## Supplied text

--- START ---

The Renewable Carbon Initiative: Looking back on a successful first year

The Renewable Carbon Initiative: Looking back on a successful first year

October 28, 2021

What a difference a year makes. As the business community steps up its efforts to tackle the climate crisis, at Stahl we’re helping to drive the transition from fossil to renewable carbon to create a more sustainable and circular society. As a founding member of the Renewable Carbon Initiative (RCI), we’re partnering with leading innovators in renewable raw materials to extract our feedstocks from sustainable sources.

Stahl helped to launch the RCI on 20 September 2020. This first year of the initiative has seen impressive progress: from 11 founding members, the RCI now includes 30 member companies. As the initiative expands, we see opportunities to build direct relationships with more innovative downstream brands as they explore new ways to increase the amount of renewable content in their products. As is the case for the other RCI members, our aim in joining this important initiative is twofold: to dramatically improve our environmental impact, but at the same time, to help our partners and customers achieve their sustainability goals.

--- END ---

## Provided records
--- START ---

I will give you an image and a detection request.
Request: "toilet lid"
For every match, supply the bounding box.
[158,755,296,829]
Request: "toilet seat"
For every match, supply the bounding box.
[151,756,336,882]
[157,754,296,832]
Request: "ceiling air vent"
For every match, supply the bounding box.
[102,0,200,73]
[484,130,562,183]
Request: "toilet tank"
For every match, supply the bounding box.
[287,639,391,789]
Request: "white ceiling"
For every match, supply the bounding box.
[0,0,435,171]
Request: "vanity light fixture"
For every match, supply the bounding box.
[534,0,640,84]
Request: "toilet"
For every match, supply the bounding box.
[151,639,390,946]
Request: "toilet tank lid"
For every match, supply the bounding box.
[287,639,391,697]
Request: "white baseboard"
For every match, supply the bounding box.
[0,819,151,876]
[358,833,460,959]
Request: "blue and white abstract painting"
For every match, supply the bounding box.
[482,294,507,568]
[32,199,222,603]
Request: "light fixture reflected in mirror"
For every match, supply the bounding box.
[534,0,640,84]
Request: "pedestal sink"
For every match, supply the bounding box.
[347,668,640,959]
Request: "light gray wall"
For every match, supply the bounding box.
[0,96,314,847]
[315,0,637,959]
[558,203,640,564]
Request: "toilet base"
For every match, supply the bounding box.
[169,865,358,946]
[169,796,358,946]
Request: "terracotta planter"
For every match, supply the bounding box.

--- END ---
--- START ---

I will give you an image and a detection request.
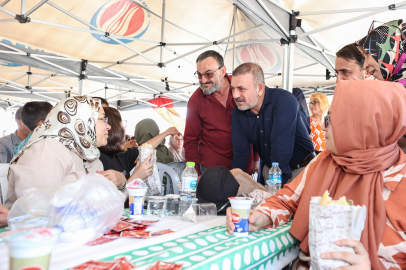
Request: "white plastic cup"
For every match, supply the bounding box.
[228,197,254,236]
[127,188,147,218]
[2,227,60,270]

--- END ---

## Exercise instructions
**1)** List every number written in digits in the Renewable Carbon Initiative text, in the order in which each first appears.
**2)** Reproduce the passage of the Renewable Carbon Initiative text between "What a difference" and "from sustainable sources.", inclusive.
The rows above have no connection to the Renewable Carbon Initiative text.

## Solutions to the exercise
**1)** 28, 2021, 20, 2020, 11, 30

**2)**
What a difference a year makes. As the business community steps up its efforts to tackle the climate crisis, at Stahl we’re helping to drive the transition from fossil to renewable carbon to create a more sustainable and circular society. As a founding member of the Renewable Carbon Initiative (RCI), we’re partnering with leading innovators in renewable raw materials to extract our feedstocks from sustainable sources.